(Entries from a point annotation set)
----------------------------------------

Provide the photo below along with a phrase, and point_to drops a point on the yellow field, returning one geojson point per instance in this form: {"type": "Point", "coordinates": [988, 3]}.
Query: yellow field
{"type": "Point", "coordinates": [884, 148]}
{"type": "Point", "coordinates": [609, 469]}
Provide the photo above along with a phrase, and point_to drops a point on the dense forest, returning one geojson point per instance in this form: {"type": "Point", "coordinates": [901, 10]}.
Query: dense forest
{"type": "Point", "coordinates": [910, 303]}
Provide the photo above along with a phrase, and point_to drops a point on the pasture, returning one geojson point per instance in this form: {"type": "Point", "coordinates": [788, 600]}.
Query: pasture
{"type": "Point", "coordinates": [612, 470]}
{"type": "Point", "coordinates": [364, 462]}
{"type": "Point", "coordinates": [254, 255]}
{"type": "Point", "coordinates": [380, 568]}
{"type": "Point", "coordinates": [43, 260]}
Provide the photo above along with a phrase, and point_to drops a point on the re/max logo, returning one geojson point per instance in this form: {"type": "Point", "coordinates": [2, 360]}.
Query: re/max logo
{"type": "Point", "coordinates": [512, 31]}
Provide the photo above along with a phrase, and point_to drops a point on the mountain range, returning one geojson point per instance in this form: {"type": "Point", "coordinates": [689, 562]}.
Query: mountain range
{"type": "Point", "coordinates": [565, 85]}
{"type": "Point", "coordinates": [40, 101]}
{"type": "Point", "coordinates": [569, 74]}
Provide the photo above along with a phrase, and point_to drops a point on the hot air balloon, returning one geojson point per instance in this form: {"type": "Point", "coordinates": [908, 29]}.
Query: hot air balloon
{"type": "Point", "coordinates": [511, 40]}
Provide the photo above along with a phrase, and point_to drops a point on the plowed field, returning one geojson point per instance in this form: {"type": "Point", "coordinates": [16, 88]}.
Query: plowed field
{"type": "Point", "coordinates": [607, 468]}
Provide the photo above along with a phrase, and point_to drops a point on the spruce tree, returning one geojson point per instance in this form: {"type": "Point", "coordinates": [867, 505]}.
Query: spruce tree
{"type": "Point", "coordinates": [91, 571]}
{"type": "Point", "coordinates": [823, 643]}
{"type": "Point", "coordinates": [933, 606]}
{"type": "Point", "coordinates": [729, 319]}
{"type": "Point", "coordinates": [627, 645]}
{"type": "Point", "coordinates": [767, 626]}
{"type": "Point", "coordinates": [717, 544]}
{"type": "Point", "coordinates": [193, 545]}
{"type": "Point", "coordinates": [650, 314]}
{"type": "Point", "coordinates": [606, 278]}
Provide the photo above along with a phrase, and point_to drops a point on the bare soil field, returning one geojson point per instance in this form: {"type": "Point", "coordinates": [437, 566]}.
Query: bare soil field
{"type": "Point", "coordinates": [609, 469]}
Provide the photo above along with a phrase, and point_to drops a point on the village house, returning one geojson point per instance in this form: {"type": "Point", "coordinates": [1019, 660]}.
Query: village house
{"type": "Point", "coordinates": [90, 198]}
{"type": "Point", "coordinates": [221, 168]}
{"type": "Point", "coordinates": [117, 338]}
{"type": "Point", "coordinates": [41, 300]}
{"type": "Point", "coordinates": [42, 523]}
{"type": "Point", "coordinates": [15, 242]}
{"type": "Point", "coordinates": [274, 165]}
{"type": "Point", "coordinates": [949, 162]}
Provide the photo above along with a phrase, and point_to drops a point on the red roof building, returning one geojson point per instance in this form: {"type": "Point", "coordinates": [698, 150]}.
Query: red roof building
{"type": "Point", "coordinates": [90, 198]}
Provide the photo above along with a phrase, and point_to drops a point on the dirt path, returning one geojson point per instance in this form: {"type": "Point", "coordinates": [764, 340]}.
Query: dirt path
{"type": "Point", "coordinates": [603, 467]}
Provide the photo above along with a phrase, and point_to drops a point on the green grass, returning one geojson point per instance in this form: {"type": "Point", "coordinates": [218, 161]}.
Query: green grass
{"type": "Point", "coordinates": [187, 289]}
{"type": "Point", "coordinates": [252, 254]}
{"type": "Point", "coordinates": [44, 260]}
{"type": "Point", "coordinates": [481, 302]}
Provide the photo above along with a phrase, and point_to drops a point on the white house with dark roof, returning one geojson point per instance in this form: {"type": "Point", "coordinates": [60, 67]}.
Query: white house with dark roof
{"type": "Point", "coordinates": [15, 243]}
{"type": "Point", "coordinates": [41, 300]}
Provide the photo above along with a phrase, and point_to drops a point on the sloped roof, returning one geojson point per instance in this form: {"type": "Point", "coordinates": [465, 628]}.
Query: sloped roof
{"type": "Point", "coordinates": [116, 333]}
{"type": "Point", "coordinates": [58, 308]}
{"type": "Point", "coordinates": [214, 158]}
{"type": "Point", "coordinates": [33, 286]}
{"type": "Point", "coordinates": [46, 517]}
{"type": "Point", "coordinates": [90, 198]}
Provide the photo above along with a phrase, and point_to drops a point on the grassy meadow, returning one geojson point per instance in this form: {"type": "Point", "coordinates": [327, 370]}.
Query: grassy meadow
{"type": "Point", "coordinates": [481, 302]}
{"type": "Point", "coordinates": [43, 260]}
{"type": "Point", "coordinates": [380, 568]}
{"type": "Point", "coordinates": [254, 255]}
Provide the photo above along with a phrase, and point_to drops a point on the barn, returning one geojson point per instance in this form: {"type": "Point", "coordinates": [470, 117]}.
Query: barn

----------------------------------------

- Instructions to follow
Provide an exact reproduction of all the entries shown above.

- Solution to this task
Provide the photo below along with a phrase, and point_to drops a point on the yellow field, returning one geojson point per instance in this form: {"type": "Point", "coordinates": [988, 3]}.
Query: yellow field
{"type": "Point", "coordinates": [884, 148]}
{"type": "Point", "coordinates": [609, 469]}
Provide the photo above along with a phrase, and point_to drops a point on the dense forest, returning one geojson point per instance in this form: {"type": "Point", "coordinates": [901, 10]}.
Query: dense forest
{"type": "Point", "coordinates": [910, 303]}
Provide the photo above along with a phrase, and point_to drops a point on the pasture, returning one geojson point per instance in this form: {"type": "Point", "coordinates": [788, 600]}.
Query: pasture
{"type": "Point", "coordinates": [612, 470]}
{"type": "Point", "coordinates": [364, 462]}
{"type": "Point", "coordinates": [254, 255]}
{"type": "Point", "coordinates": [380, 568]}
{"type": "Point", "coordinates": [43, 260]}
Provide the photo above along with a phrase, and point_to drops a point on the re/max logo, returning one geojson point per instance in this form: {"type": "Point", "coordinates": [2, 360]}.
Query: re/max logo
{"type": "Point", "coordinates": [512, 31]}
Provide the photo above along with a phrase, and point_to drops a point on the mountain range, returning one geojson point per instance in this form: {"type": "Point", "coordinates": [689, 562]}.
Query: mountain range
{"type": "Point", "coordinates": [565, 85]}
{"type": "Point", "coordinates": [40, 101]}
{"type": "Point", "coordinates": [569, 74]}
Provide the photo above along with a phrase, and point_to drops a point on the hot air balloon, returning one geojson point per instance in this form: {"type": "Point", "coordinates": [908, 29]}.
Query: hot air balloon
{"type": "Point", "coordinates": [511, 40]}
Provide the photo above along with a phrase, and point_to drops a point on the plowed field, returning one geojson point per instance in this form: {"type": "Point", "coordinates": [16, 88]}.
Query: plowed field
{"type": "Point", "coordinates": [607, 468]}
Provide the photo above along with a phrase, and point_to drops a point on the spruce tree, returning one geojson point per instance in this form: {"type": "Point", "coordinates": [867, 505]}.
Query: spruce tree
{"type": "Point", "coordinates": [91, 571]}
{"type": "Point", "coordinates": [823, 643]}
{"type": "Point", "coordinates": [933, 606]}
{"type": "Point", "coordinates": [729, 319]}
{"type": "Point", "coordinates": [627, 645]}
{"type": "Point", "coordinates": [767, 626]}
{"type": "Point", "coordinates": [717, 544]}
{"type": "Point", "coordinates": [193, 545]}
{"type": "Point", "coordinates": [650, 314]}
{"type": "Point", "coordinates": [606, 278]}
Provide the photo above along with a phrase, and point_to drops a point on the bare soil field, returning one geojson point per instance in this form: {"type": "Point", "coordinates": [437, 566]}.
Query: bare soil field
{"type": "Point", "coordinates": [609, 469]}
Provide the photo above along with a phrase, and point_to drops a point on the village house, returning one geojson point per instance in this form: {"type": "Point", "coordinates": [1019, 660]}.
Query: village house
{"type": "Point", "coordinates": [90, 198]}
{"type": "Point", "coordinates": [221, 168]}
{"type": "Point", "coordinates": [117, 338]}
{"type": "Point", "coordinates": [41, 300]}
{"type": "Point", "coordinates": [42, 523]}
{"type": "Point", "coordinates": [15, 242]}
{"type": "Point", "coordinates": [274, 165]}
{"type": "Point", "coordinates": [949, 162]}
Provide the photo above along with a phrase, and point_to drops a point on the red roof building, returning one geojson point per instance in this form: {"type": "Point", "coordinates": [698, 150]}.
Query: red roof building
{"type": "Point", "coordinates": [90, 198]}
Provide the photo above along with a phrase, and point_to drops a point on the dirt path, returning one geojson point per instance in this form: {"type": "Point", "coordinates": [764, 340]}.
Query: dirt path
{"type": "Point", "coordinates": [603, 467]}
Provide the photo above along with a phrase, and point_to drops a point on the green grass, returning one geojson point per instance in this form: {"type": "Point", "coordinates": [218, 161]}.
Query: green grass
{"type": "Point", "coordinates": [187, 289]}
{"type": "Point", "coordinates": [252, 254]}
{"type": "Point", "coordinates": [44, 260]}
{"type": "Point", "coordinates": [481, 302]}
Provide the photo above along with a phrase, and point_to drops a point on the white house with dark roof, returning one geojson point per instance in this form: {"type": "Point", "coordinates": [60, 67]}.
Query: white house with dark roof
{"type": "Point", "coordinates": [15, 243]}
{"type": "Point", "coordinates": [41, 300]}
Provide the photo above along with a phrase, and point_to drops a point on the sloped roof, returning one geojson point per instance in this form: {"type": "Point", "coordinates": [465, 628]}.
Query: sloped roof
{"type": "Point", "coordinates": [116, 333]}
{"type": "Point", "coordinates": [58, 308]}
{"type": "Point", "coordinates": [214, 158]}
{"type": "Point", "coordinates": [33, 286]}
{"type": "Point", "coordinates": [46, 517]}
{"type": "Point", "coordinates": [90, 198]}
Provide the photo above along with a phrase, and point_to drops a point on the grassy meadow, returning one geojson point per instance in this form: {"type": "Point", "coordinates": [327, 370]}.
Query: grassy meadow
{"type": "Point", "coordinates": [481, 302]}
{"type": "Point", "coordinates": [43, 260]}
{"type": "Point", "coordinates": [380, 568]}
{"type": "Point", "coordinates": [254, 255]}
Provide the photo above along with a phrase, and point_to drops a point on the barn, returning one geojson point per instance in this form: {"type": "Point", "coordinates": [470, 117]}.
Query: barn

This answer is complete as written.